#### EXCERPTED TEXT ####

My intention for this week is to exercise regularly - for me, that means two yoga classes a week, and three home-exercise sessions of 20-30 minutes each, set up for me with a personal trainer who is a friend of mine. So far, week one, I'm on track. But I'm taking it one day at a time....one victory squat at a time. 

namaste,
musemother


Wednesday, January 09, 2013

The Importance of Loving the Feminine


The Wild Feminine SoulCollage(R) Card

Today, I’ve been watching a movie about Marion Woodman, and musing on how to begin my Creative Circle classes next week. Feeling kind of tired after a busy holiday season, which began over a month ago in early December, I’ve been resting and napping, and wondering when my energy will return so I can get back to work. Even though I don't feel very creative right now, isn’t that part of feminine nurturance and the wisdom of the body? That it can’t always be about producing, or brain work, but that sometimes you have to nurture the body, rest, eat simple food, get out in nature and walk in the snowy forest. Then the creative cycle begins again.

I was lucky enough to attend a workshop with Woodman many years ago in Montreal on the three faces of the Feminine - Maiden, Mother, Crone. Her life’s work has been to understand and work with the sacred feminine, about the inner marriage with the sacred masculine, and how that union can heal the world. She talks with Andrew Harvey in the film about this big challenge we have now, to stop destroying the planet, the world we live on.

####

Repeat the post on loving the feminine, starting at "Wednesday, January 09, 2013" and ending at "cycle begins again.", but swap "snowy forest" for "quiet woods". None of the lines are needed.

#### RECORDED INFORMATION ####

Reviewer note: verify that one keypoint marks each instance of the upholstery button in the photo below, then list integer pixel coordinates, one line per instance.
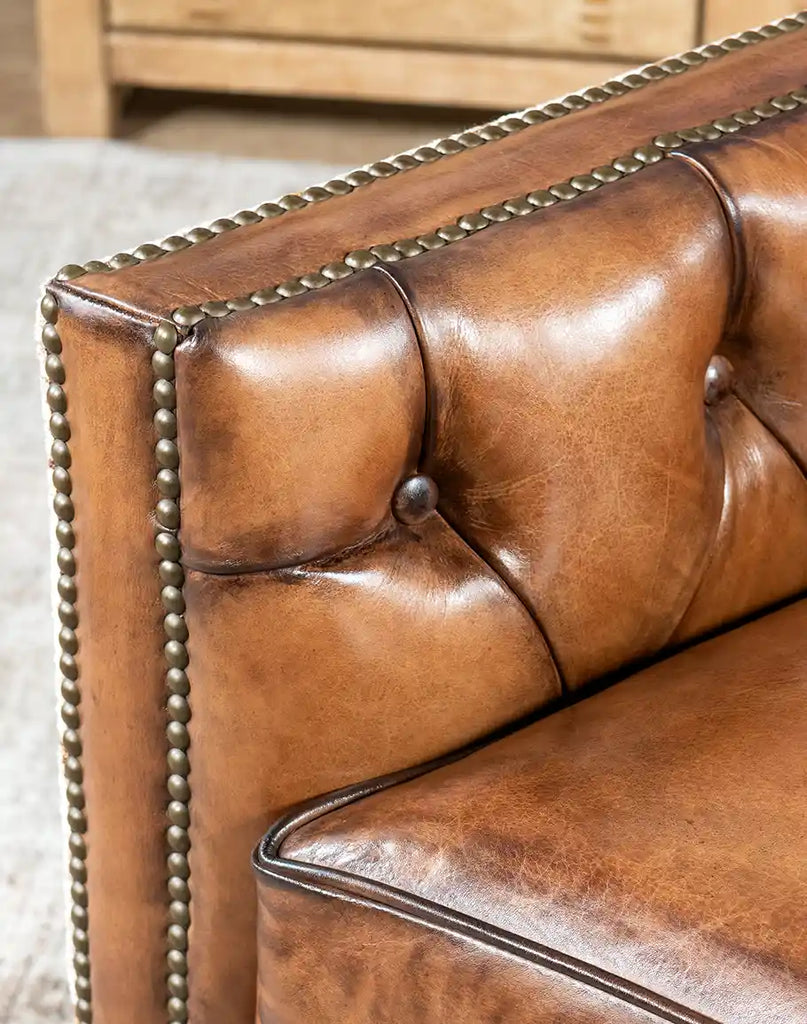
(415, 499)
(717, 382)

####

EXERCISE OUTPUT:
Wednesday, January 09, 2013

The Importance of Loving the Feminine


The Wild Feminine SoulCollage(R) Card

Today, I’ve been watching a movie about Marion Woodman, and musing on how to begin my Creative Circle classes next week. Feeling kind of tired after a busy holiday season, which began over a month ago in early December, I’ve been resting and napping, and wondering when my energy will return so I can get back to work. Even though I don't feel very creative right now, isn’t that part of feminine nurturance and the wisdom of the body? That it can’t always be about producing, or brain work, but that sometimes you have to nurture the body, rest, eat simple food, get out in nature and walk in the quiet woods. Then the creative cycle begins again.